- [本文]:
===============

本発明は上記課題を考慮してなされたものであり、ユーザに提示する表示画像の描画を効率よく行うための一手法を提供することを目的とする。
【課題を解決するための手段】
【0007】
上記課題を解決するために、本発明に係る情報処理装置は、前後関係を有する複数のオブジェクトを取得する取得手段と、前記複数のオブジェクトを、優先的に描画する描画オブジェクトと、非優先的に描画する省略オブジェクトとに分類する分類手段と、前記描画オブジェクトを描画して保持する第一の描画手段と、前記複数のオブジェクトが有する前後関係を示す情報を参照し、前記描画された描画オブジェクトを、前記前後関係を維持した状態で1つの画像として合成し、表示部に表示させる第一の合成手段と、前記第一の合成手段による合成の後、前記省略オブジェクトを描画する第二の描画手段と、前記前後関係を示す情報を参照し、前記第二の描画手段により描画された省略オブジェクトと、前記第一の描画手段により描画され保持されていた描画オブジェクトとを、前記前後関係を維持した状態で1つの画像として合成し、前記表示部に表示させる第二の合成手段とを備え、前記第一の描画手段は、前記複数のオブジェクトが有する前後関係において、前後に隣接する少なくとも1つの描画オブジェクトをグループ化し、該グループ毎に独立したバッファに描画して保持することを特徴とする。
【発明の効果】
【0008】
本発明によれば、一部のオブジェクトの描画を省略した表示画像を生成することで、ユーザの操作に対する表示上の反応が遅延することを低減する。さらに、省略されたオブジェクトを描画し、既に描画済みであったオブジェクトと合成して完全な表示画像に合成するので、ユーザに提示する表示画像の生成を効率よく行うことが可能となる。
【図面の簡単な説明】
【0009】
【図1】ユーザにGUIを提供する表示画像の一例を示す図
【図2】情報処理装置のハードウェア及び機能を示すブロック図
【図3】省略オブジェクトの決定方法の一例を示す図
【図4】表示画像生成処理を示すフローチャート
【図5】第一描画処理の一例を示すフローチャート
【図6】オブジェクト描画されたバッファの前後関係を示す図
【図7】第二描画処理を示すフローチャート
【図8】オブジェクト描画されたバッファの前後関係を示す図
【図9】第一描画処理の一例を示すフローチャート
【図10】第一描画処理の一例を示すフローチャート
【発明を実施するための形態】
【0010】
以下、本実施例の実施形態について図面を参照して詳細に説明する。尚、以下説明する実施形態は、本実施例を具体的に実施した場合の一例を示すものであり、これに限るものではない。
【0011】
<実施例1>
本実施例では、電子辞書デバイスにおいて、利用者が表示部に表示されたメニュー上で特定の辞書を選択した後、指定された辞書で単語を検索するためのGUI画面を提示する例を示す。ここでGUI画面とは、電子辞書デバイスの表示部に表示させ、ユーザに対してGUIを提供するために表示する表示画像である。

===============

- [掲載リスト]:
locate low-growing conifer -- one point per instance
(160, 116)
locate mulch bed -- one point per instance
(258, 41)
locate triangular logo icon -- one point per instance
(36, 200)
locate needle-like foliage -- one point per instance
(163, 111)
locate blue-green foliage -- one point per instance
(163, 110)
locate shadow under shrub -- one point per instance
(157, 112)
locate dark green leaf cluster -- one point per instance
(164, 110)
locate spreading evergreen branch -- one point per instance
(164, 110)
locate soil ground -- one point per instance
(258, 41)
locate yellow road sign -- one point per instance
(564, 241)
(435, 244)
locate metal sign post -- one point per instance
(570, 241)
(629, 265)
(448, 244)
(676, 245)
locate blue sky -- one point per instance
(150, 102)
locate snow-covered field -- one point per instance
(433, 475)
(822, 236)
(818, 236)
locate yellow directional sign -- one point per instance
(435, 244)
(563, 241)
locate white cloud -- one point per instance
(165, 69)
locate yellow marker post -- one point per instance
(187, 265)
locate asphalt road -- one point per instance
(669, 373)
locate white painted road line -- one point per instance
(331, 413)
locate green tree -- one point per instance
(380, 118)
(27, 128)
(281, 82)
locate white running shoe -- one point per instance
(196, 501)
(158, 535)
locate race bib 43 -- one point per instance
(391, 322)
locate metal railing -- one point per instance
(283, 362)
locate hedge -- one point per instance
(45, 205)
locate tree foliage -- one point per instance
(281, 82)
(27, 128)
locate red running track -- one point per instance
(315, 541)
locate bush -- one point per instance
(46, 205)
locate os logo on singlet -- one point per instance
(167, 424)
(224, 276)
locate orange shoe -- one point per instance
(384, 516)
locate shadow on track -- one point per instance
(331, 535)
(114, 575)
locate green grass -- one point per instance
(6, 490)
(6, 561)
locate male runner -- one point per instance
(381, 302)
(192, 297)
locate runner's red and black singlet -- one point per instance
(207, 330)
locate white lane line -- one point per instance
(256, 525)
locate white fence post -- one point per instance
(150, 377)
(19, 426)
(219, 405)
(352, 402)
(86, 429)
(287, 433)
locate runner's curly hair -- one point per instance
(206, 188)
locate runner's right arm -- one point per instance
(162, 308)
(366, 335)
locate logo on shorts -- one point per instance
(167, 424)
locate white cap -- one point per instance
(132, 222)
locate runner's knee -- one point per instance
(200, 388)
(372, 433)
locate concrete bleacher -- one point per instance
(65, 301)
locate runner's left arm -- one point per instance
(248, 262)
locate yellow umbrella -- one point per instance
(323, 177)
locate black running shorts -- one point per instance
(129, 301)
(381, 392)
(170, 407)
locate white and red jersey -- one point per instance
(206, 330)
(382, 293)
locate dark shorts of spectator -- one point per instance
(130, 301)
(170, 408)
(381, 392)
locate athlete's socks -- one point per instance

===============

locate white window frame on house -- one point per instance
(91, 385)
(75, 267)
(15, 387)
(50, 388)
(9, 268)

===============

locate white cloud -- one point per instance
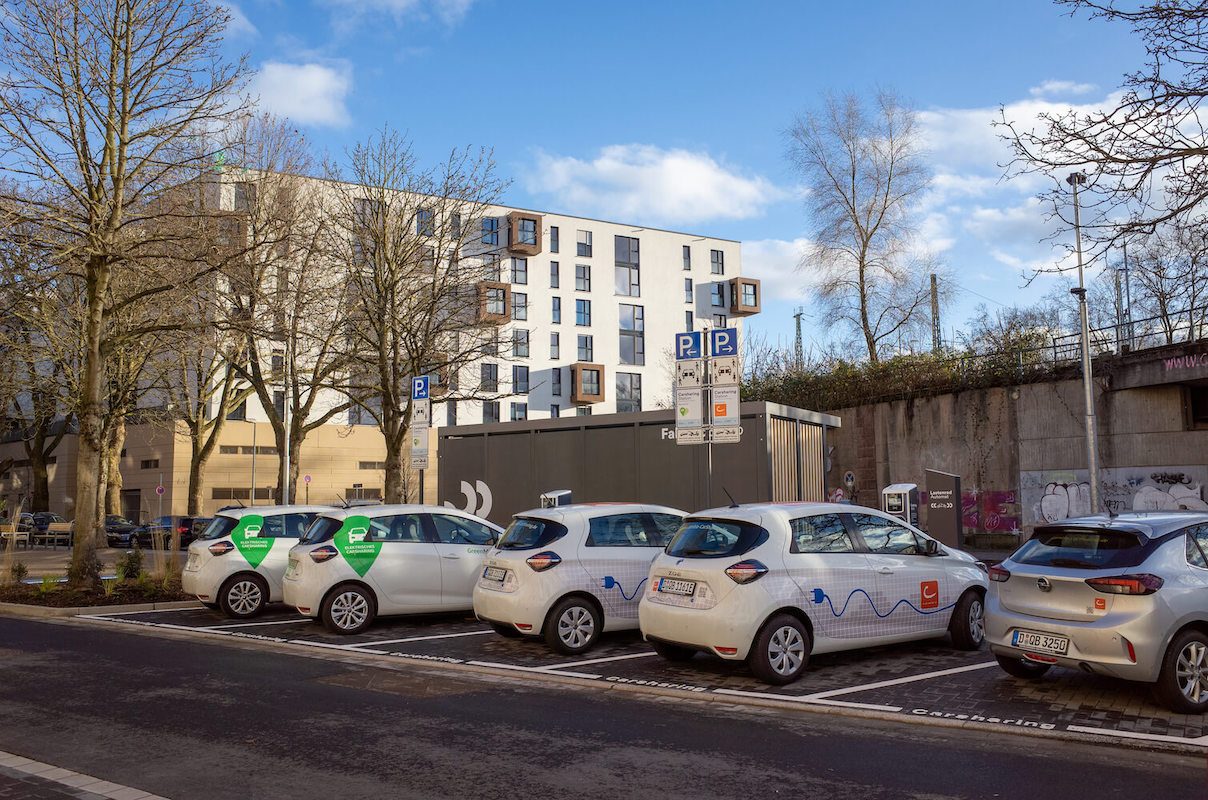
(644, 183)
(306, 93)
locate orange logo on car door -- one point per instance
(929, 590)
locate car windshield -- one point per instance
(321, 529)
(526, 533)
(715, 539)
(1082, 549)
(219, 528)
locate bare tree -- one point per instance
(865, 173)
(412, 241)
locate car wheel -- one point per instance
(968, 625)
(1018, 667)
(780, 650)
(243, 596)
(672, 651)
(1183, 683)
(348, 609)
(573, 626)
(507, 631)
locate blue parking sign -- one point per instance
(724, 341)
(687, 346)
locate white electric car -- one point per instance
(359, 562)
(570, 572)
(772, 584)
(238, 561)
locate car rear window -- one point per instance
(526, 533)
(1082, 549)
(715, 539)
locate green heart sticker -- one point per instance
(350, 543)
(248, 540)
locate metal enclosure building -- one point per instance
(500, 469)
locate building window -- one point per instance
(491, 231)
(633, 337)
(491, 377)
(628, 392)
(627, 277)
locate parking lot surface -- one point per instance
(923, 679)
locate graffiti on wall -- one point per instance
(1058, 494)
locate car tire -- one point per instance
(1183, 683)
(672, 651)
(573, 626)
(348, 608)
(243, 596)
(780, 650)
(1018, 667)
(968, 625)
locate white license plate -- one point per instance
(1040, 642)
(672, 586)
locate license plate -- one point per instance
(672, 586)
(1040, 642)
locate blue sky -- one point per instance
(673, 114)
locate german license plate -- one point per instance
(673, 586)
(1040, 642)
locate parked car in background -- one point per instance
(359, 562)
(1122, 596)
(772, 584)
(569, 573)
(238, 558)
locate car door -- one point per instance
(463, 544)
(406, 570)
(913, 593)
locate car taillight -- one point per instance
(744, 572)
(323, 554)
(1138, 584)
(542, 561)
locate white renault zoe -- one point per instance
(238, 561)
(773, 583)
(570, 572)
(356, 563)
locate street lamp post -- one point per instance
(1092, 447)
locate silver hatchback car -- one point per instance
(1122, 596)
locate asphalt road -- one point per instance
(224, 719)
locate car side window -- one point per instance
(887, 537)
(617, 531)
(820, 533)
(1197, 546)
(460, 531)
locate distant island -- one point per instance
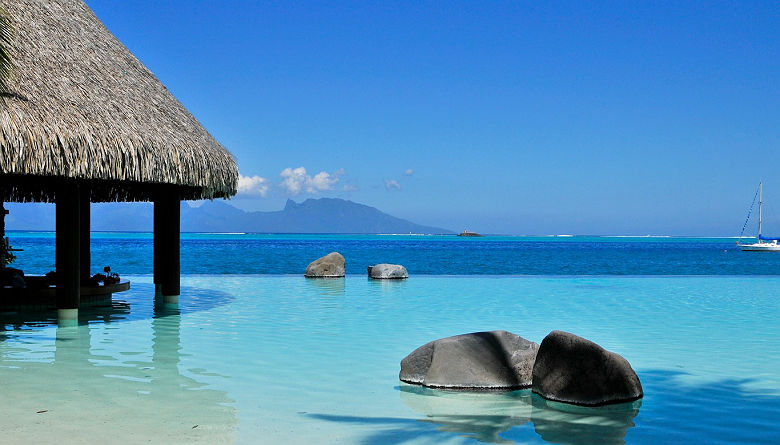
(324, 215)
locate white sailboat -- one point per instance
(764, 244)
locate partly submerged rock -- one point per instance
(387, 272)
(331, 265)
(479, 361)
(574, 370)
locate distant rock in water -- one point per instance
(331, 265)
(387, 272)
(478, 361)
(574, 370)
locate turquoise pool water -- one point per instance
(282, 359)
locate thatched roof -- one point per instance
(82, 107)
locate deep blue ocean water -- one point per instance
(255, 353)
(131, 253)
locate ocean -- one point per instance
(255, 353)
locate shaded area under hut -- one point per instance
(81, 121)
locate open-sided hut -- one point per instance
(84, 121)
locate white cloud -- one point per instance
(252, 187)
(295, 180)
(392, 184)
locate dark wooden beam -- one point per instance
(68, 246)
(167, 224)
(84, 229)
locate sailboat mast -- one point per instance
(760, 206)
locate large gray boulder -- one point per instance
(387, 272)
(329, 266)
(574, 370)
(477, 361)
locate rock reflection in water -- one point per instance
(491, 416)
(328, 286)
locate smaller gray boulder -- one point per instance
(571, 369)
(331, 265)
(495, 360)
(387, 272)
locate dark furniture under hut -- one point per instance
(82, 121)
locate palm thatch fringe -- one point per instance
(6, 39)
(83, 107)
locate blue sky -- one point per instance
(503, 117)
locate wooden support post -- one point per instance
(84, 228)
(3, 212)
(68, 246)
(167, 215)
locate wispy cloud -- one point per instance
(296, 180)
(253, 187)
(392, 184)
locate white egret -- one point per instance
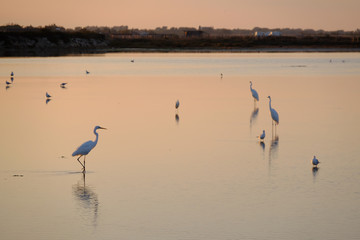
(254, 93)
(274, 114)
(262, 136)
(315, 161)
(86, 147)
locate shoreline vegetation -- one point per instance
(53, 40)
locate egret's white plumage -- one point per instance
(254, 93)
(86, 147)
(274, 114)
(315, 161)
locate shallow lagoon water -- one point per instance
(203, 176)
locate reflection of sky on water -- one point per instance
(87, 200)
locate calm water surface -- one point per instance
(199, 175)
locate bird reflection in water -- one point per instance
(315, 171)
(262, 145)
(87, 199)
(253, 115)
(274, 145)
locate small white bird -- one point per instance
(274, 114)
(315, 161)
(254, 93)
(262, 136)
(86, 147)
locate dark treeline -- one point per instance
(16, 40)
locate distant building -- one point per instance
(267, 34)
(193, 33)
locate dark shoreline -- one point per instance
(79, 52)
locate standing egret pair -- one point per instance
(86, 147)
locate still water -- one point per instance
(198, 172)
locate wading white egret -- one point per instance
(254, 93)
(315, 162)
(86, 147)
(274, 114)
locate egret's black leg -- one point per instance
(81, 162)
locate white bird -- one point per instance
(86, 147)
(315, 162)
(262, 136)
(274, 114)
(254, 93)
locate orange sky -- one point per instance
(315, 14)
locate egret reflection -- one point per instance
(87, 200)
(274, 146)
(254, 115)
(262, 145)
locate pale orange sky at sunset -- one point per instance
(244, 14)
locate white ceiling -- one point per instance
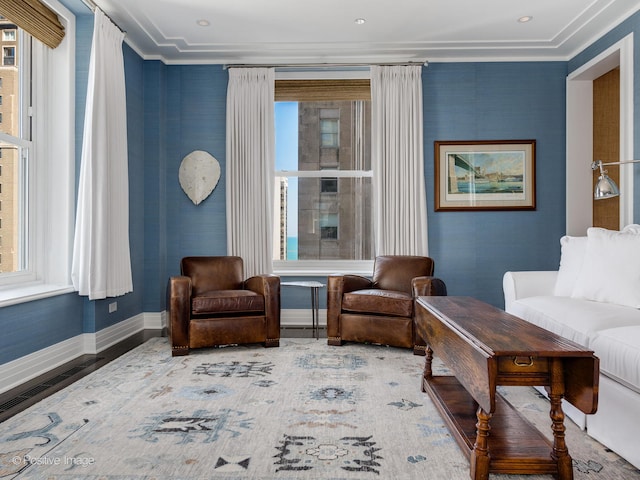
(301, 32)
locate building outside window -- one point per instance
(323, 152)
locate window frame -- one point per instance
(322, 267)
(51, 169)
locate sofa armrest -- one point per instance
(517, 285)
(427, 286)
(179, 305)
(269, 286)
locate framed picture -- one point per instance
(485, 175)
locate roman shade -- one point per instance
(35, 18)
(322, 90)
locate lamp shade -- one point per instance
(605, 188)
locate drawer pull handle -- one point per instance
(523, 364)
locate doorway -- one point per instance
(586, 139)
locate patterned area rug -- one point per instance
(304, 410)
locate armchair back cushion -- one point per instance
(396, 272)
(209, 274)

===============

- [作業内容]:
A. 本文の内容に照らして、次の(i)〜(iii)がそれぞれ合っているかを「はい」か「いいえ」で答え、判断の根拠となる本文の語句をそのまま引用してください。(i) 第一の描画手段は、グループごとに独立したバッファに描画オブジェクトを描画して保持する。(ii) 実施例1は電子辞書デバイスでの例を示している。(iii) 省略オブジェクトは、第一の合成手段による合成の前に描画される。
B. 本文の「本発明は上記課題を考慮してな」から「率よく行うことが可能となる。」までの部分で「省略オブジェクト」を「非優先オブジェクト」に置き換え、その部分を書き直すこと。

- [解答例]:
A.
(i) はい。「該グループ毎に独立したバッファに描画して保持する」
(ii) はい。「電子辞書デバイスにおいて」
(iii) いいえ。「前記第一の合成手段による合成の後、前記省略オブジェクトを描画する」

B.
本発明は上記課題を考慮してなされたものであり、ユーザに提示する表示画像の描画を効率よく行うための一手法を提供することを目的とする。
【課題を解決するための手段】
【0007】
上記課題を解決するために、本発明に係る情報処理装置は、前後関係を有する複数のオブジェクトを取得する取得手段と、前記複数のオブジェクトを、優先的に描画する描画オブジェクトと、非優先的に描画する非優先オブジェクトとに分類する分類手段と、前記描画オブジェクトを描画して保持する第一の描画手段と、前記複数のオブジェクトが有する前後関係を示す情報を参照し、前記描画された描画オブジェクトを、前記前後関係を維持した状態で1つの画像として合成し、表示部に表示させる第一の合成手段と、前記第一の合成手段による合成の後、前記非優先オブジェクトを描画する第二の描画手段と、前記前後関係を示す情報を参照し、前記第二の描画手段により描画された非優先オブジェクトと、前記第一の描画手段により描画され保持されていた描画オブジェクトとを、前記前後関係を維持した状態で1つの画像として合成し、前記表示部に表示させる第二の合成手段とを備え、前記第一の描画手段は、前記複数のオブジェクトが有する前後関係において、前後に隣接する少なくとも1つの描画オブジェクトをグループ化し、該グループ毎に独立したバッファに描画して保持することを特徴とする。
【発明の効果】
【0008】
本発明によれば、一部のオブジェクトの描画を省略した表示画像を生成することで、ユーザの操作に対する表示上の反応が遅延することを低減する。さらに、省略されたオブジェクトを描画し、既に描画済みであったオブジェクトと合成して完全な表示画像に合成するので、ユーザに提示する表示画像の生成を効率よく行うことが可能となる。